Task statement ▸ List every line in the rows below that contains the word "banana", copying each line in full.

Supplied material ▸
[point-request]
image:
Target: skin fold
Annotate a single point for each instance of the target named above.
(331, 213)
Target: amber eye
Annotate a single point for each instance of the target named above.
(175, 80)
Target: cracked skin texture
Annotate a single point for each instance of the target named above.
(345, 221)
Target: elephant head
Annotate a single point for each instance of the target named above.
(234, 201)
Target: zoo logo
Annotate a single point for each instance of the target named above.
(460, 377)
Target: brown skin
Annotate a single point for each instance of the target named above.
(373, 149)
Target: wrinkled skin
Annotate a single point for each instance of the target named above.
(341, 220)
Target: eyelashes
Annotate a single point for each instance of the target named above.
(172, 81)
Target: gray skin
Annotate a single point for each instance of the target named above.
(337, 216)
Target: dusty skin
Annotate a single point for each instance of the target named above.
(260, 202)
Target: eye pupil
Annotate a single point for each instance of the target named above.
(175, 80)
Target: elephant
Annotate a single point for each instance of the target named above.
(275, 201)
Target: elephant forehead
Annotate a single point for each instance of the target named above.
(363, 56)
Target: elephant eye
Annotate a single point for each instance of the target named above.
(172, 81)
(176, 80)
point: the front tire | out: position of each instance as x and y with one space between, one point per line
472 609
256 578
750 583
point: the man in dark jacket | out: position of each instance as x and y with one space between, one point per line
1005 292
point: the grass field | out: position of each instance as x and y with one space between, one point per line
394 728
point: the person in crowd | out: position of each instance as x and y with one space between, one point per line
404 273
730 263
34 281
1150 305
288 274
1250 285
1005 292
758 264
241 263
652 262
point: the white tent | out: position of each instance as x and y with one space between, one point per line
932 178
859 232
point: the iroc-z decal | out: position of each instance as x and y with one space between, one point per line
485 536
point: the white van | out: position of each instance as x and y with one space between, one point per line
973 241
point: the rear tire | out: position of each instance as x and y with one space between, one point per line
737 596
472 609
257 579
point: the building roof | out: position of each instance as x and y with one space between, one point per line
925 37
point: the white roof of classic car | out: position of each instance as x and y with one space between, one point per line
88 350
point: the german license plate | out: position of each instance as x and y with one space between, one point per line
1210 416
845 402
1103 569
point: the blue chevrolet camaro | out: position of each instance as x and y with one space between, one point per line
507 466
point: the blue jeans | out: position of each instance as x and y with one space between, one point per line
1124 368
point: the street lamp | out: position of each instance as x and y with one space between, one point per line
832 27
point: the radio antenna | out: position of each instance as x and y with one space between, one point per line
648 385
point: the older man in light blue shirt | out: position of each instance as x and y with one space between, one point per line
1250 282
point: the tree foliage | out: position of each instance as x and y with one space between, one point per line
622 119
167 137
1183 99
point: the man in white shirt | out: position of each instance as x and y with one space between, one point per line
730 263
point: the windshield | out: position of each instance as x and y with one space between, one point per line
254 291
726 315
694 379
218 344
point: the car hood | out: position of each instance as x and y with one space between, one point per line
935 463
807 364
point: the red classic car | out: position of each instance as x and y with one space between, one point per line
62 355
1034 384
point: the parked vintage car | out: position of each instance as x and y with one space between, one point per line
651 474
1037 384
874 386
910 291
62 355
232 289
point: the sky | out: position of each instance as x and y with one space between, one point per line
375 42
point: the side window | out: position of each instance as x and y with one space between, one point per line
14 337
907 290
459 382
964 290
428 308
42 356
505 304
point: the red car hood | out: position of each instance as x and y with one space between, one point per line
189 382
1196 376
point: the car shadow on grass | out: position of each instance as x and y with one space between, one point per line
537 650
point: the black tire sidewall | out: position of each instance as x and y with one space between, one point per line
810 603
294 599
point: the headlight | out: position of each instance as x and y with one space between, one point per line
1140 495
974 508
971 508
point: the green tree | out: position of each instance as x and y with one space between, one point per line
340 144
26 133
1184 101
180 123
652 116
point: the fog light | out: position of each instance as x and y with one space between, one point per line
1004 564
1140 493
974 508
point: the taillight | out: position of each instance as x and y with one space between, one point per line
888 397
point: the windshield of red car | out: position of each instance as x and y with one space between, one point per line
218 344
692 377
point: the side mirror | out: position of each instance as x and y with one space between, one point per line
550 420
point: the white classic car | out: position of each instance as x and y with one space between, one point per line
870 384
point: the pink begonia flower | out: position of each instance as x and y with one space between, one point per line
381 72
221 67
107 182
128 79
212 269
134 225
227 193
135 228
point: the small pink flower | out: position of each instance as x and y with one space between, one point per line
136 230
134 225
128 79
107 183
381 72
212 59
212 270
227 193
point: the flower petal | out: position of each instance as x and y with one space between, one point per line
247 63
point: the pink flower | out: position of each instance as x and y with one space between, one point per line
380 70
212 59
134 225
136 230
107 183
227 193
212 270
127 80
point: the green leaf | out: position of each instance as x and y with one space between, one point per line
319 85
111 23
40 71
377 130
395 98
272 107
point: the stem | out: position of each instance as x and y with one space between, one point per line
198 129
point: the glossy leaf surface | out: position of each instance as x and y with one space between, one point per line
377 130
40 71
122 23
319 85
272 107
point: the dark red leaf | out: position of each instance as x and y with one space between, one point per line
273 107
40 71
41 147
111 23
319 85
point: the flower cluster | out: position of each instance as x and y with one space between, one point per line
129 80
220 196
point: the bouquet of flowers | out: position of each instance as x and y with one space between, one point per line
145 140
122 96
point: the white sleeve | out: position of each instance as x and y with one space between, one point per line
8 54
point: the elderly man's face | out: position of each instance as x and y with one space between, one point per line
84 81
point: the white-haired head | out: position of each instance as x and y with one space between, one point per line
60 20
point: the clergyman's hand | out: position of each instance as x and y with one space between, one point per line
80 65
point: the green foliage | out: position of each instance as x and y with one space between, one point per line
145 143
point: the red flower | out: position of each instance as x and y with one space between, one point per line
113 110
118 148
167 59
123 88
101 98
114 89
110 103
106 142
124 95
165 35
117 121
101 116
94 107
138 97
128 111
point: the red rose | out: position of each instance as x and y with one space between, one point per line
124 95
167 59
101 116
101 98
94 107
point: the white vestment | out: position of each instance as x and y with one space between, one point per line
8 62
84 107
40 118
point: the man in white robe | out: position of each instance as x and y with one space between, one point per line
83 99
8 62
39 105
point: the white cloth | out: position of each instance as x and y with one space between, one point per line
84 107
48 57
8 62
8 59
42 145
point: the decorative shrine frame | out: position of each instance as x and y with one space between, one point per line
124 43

==

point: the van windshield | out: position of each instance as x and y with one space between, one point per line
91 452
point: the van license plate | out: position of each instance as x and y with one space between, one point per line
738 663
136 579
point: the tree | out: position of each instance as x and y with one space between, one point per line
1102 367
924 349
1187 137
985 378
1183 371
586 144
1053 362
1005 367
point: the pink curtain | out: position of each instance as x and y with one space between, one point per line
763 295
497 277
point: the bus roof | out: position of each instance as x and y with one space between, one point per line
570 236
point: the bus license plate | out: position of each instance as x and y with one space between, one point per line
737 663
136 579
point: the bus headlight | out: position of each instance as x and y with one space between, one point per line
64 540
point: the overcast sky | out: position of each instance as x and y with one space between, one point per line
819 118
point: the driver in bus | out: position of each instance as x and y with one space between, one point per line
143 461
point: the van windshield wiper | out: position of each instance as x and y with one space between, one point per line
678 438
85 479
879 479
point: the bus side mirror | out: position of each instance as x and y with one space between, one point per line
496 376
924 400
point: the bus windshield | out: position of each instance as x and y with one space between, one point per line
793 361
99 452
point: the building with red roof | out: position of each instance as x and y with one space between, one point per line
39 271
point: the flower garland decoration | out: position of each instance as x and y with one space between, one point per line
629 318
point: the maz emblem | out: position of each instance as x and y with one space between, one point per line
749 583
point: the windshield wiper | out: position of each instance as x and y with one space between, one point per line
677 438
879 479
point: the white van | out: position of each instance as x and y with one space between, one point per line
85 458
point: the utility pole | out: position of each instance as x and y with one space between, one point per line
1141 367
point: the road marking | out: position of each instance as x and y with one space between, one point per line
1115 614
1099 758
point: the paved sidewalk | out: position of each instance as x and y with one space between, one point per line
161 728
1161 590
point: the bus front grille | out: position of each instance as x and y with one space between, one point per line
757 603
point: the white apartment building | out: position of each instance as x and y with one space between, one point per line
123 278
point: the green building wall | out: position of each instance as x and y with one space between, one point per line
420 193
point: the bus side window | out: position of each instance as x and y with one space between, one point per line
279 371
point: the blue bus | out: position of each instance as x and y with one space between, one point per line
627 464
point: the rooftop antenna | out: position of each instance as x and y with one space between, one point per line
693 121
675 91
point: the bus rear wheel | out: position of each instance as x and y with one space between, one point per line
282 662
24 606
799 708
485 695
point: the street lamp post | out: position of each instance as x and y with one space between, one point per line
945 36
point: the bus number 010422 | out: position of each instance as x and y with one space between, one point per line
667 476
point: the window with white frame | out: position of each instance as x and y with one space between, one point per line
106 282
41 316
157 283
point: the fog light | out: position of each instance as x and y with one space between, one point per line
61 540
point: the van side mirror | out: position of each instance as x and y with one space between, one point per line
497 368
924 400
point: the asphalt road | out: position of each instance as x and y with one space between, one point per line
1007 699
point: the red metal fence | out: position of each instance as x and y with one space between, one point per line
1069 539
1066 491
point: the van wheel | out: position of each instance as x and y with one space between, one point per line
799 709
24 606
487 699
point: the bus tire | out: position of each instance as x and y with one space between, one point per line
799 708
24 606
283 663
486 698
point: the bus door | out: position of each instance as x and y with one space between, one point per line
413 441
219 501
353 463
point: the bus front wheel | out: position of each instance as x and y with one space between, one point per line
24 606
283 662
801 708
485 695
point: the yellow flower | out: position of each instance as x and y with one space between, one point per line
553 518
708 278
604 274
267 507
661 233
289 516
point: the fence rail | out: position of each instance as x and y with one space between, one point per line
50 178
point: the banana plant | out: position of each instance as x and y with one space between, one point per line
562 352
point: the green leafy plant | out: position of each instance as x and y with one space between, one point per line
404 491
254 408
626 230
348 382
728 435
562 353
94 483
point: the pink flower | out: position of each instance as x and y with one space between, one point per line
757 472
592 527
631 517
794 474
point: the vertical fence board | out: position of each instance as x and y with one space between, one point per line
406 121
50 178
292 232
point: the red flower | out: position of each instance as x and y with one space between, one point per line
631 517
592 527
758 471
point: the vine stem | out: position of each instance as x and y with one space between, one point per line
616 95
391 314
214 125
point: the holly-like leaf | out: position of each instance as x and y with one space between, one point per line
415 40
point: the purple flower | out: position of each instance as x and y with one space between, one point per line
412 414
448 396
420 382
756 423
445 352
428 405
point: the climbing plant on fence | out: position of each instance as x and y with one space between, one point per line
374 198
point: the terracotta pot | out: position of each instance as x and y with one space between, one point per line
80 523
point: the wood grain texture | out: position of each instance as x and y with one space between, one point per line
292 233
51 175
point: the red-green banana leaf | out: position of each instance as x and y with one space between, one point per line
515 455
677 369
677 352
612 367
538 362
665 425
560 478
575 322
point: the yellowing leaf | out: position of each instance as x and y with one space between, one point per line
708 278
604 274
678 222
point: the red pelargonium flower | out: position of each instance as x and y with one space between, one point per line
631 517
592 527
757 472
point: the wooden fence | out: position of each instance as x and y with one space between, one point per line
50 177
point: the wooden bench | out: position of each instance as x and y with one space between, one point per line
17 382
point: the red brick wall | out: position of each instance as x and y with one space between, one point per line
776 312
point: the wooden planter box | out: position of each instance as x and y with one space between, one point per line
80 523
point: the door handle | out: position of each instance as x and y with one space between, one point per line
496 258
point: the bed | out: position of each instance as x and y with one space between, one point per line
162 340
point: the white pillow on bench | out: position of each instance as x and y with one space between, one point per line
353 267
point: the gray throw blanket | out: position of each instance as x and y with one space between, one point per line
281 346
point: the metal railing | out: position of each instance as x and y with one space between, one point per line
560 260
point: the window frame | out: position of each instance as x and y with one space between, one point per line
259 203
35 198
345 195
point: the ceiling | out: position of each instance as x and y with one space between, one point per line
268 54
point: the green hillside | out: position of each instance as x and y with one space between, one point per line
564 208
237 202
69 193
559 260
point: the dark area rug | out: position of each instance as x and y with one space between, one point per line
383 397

==

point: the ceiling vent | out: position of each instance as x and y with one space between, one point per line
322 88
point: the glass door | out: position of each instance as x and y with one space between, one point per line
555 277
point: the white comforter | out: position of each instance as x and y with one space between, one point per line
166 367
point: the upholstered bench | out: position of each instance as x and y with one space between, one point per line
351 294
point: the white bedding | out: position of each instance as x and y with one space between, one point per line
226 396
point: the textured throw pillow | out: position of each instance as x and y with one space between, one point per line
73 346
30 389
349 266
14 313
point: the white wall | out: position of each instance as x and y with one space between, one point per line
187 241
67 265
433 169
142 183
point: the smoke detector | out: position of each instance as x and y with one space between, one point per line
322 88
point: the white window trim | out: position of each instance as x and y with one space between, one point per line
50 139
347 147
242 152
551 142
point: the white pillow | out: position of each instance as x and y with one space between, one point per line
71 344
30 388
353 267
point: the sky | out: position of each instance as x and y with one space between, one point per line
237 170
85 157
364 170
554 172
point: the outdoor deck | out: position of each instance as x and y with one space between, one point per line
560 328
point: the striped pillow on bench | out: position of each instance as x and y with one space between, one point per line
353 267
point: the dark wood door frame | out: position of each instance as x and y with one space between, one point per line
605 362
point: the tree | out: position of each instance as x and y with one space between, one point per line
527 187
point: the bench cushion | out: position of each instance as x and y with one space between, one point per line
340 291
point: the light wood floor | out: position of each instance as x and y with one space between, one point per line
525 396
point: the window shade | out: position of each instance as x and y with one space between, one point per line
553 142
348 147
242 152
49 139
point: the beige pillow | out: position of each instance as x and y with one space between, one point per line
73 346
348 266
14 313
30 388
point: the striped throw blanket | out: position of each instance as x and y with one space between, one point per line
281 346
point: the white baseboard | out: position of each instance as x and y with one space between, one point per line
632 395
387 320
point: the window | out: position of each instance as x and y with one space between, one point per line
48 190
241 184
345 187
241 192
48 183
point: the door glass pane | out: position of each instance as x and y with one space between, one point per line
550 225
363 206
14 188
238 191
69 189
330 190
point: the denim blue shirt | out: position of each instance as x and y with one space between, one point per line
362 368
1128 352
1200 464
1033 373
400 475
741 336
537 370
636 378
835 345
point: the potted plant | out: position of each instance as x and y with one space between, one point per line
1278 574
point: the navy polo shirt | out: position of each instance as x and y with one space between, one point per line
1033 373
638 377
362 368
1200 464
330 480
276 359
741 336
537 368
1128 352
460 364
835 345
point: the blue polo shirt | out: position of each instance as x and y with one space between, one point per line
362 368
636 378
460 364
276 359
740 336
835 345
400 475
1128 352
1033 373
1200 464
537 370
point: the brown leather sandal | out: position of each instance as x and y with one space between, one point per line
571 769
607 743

Result of this exercise ▸
point: the banana plant | out: position of each instance as x and y with one space between, one point per line
point: the red-green banana leaf | out: position of each instance as x and y with one space between, one point per line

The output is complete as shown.